## Work instruction
Your reply should hold exactly the lines from the one that contains "note: each ring" through the end of the data. Repeat them word for word.

## Records to use

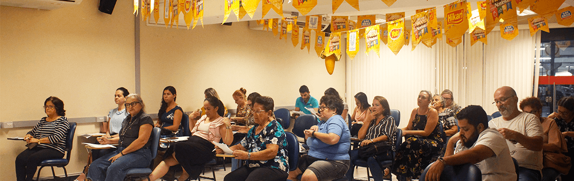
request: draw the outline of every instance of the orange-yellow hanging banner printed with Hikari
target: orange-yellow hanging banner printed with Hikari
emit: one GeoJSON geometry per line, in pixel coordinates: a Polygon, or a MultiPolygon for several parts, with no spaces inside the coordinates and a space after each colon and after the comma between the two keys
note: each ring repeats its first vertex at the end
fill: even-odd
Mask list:
{"type": "MultiPolygon", "coordinates": [[[[458,1],[444,5],[445,34],[452,42],[458,41],[468,29],[466,1],[458,1]]],[[[452,46],[452,45],[451,45],[452,46]]],[[[455,45],[456,46],[456,45],[455,45]]]]}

## Written answer
note: each ring repeats its first vertex at the end
fill: even-odd
Mask list:
{"type": "MultiPolygon", "coordinates": [[[[458,1],[444,5],[445,34],[452,42],[458,41],[468,29],[466,1],[458,1]]],[[[452,46],[452,45],[451,45],[452,46]]],[[[455,45],[456,46],[456,45],[455,45]]]]}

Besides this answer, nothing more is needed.